§ WHAT TO DO:
Retrieve all lines below that have the string "cloud".

------ SOURCE DATA ------

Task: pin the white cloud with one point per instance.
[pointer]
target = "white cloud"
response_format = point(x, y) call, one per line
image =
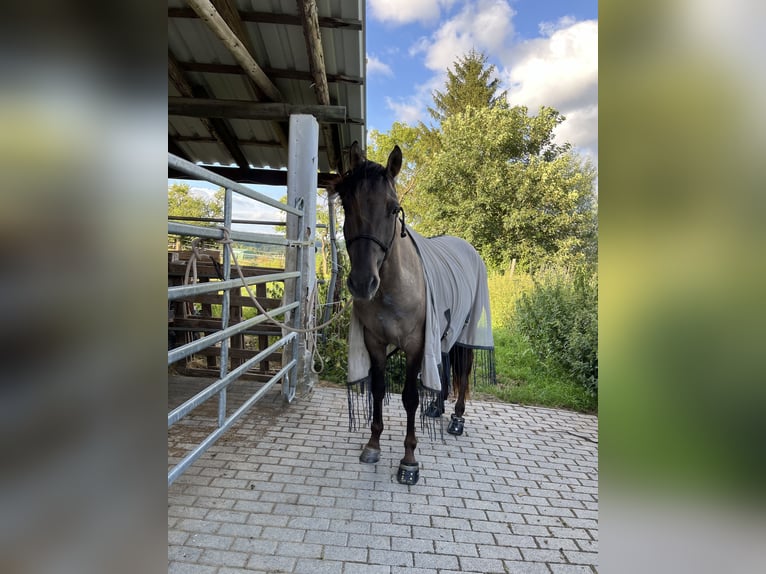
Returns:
point(486, 25)
point(409, 111)
point(406, 11)
point(560, 70)
point(377, 67)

------

§ RESULT OF THIS TASK:
Task: pin the white cloud with one point per instance.
target = "white cloud"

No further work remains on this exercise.